* **Written instruction**: List every line in the items below that contains the string "bristle", copying each such line in full.

#### Material shown ####

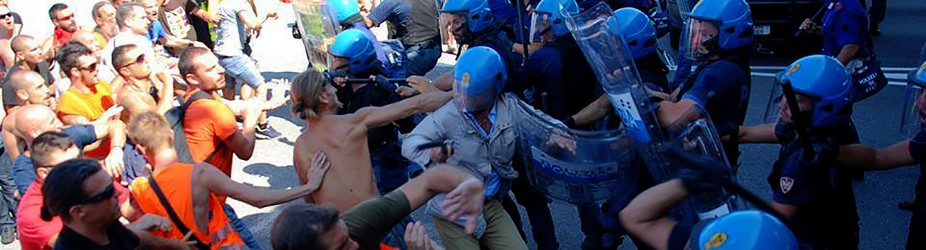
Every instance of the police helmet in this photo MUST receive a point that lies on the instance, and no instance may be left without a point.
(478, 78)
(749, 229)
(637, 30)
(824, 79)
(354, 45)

####
#### Material shown ####

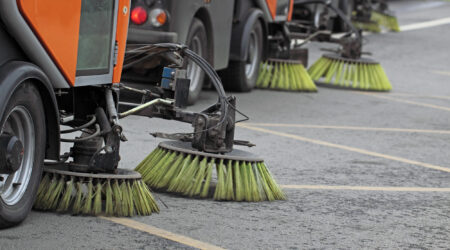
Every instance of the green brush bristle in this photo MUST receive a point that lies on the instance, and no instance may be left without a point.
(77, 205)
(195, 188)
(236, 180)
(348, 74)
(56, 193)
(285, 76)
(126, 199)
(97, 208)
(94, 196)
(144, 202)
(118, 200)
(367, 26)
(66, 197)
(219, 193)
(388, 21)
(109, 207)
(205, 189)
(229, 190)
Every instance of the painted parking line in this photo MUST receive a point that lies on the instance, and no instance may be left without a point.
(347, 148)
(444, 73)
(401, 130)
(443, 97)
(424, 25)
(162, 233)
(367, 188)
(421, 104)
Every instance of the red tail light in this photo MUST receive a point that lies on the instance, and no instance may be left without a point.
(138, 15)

####

* **Expected answer**:
Every instance of the green brush bristle in this photo MUST receive a point that lies on the instance, and no instance may be left without a point.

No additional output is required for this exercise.